PROBLEM: Retype the records exactly.

+++ DATA UNDER STUDY +++

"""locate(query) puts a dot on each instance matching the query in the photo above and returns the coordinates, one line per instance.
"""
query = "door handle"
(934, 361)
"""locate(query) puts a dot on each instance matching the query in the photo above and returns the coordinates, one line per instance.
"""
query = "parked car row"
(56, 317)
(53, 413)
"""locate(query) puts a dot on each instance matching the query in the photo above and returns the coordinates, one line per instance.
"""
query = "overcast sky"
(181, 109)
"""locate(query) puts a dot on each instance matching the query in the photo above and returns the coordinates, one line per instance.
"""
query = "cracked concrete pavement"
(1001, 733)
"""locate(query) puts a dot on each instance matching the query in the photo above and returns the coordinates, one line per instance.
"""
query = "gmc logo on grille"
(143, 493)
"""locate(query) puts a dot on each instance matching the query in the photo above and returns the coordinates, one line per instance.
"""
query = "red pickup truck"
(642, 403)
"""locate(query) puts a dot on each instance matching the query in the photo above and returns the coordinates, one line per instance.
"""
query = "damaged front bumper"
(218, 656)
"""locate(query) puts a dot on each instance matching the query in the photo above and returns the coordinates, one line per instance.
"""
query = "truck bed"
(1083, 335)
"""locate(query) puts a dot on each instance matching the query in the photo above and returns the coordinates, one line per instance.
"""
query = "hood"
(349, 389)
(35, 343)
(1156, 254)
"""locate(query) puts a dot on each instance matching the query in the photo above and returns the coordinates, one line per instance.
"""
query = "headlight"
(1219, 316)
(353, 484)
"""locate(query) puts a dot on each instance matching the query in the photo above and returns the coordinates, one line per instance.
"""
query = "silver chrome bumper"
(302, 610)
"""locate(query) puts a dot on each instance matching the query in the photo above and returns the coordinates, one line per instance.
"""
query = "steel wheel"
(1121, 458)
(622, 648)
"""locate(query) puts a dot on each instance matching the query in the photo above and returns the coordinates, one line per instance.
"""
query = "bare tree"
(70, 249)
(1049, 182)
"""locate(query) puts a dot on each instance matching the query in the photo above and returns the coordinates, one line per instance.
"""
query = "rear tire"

+++

RESPONSE TO THE TASK:
"""locate(query) puts a dot on each instance matching the query in the photo above and returns the coordinates, one line per instance.
"""
query = "door handle"
(934, 361)
"""locate(query) puts a dot on each instance matching the query in the photo above and returns the coordinates, one line per instance.
"""
query = "parked car row"
(56, 317)
(53, 413)
"""locate(query) puts a dot on each instance matching the query in the photo above and returns the coordinates, one line per instance.
"""
query = "overcast sky"
(181, 109)
"""locate(query) puts a dot on each instance matching the query in the photo above and returns the coordinates, one line per instance.
"""
query = "cracked concrete pavement"
(1001, 733)
"""locate(query) puts a dot on each instance matching the query in the photo above and returns the coordinates, one line per instance.
"""
query = "gmc logo on grille"
(143, 493)
"""locate(query) puts a dot on each instance matching the query in the photo above and returns the coordinates, one line per instance.
"""
query = "red pickup truck"
(642, 403)
"""locate(query) puts a dot on each instance matching the query in the photo above and returns the coordinates, one line per instance.
"""
query = "damaged front bumper"
(218, 656)
"""locate(query) puts a dot on each instance matching the query in the photo above and returns the coordinates, one line per instance.
"""
query = "truck bed"
(1083, 335)
"""locate(query) puts a dot on each instance matching the query in the photo above and returns the coordinates, one line per instance.
"""
query = "hood"
(349, 389)
(35, 343)
(1156, 254)
"""locate(query) puts a dot on each instance matching the query in the photo above and returns the coordinates, one line per instance.
"""
query = "headlight"
(1219, 316)
(353, 484)
"""locate(query) puts a dot on each instance matching the query in the photo above and returns the coordinates, one line per instance.
"""
query = "silver chrome bumper"
(302, 610)
"""locate(query) puts a dot on each instance matching the query in the photo above and returns the coordinates, one line per instance.
"""
query = "steel wheel"
(1121, 458)
(622, 648)
"""locate(query) puts a dot on each instance matching the query in the photo above and returns the coordinates, one line per instance.
"""
query = "bare tree"
(70, 249)
(1049, 182)
"""locate(query) puts a dot on each instance matching the query in the photo above and returns the coordinates, one line per instance.
"""
query = "rear tire"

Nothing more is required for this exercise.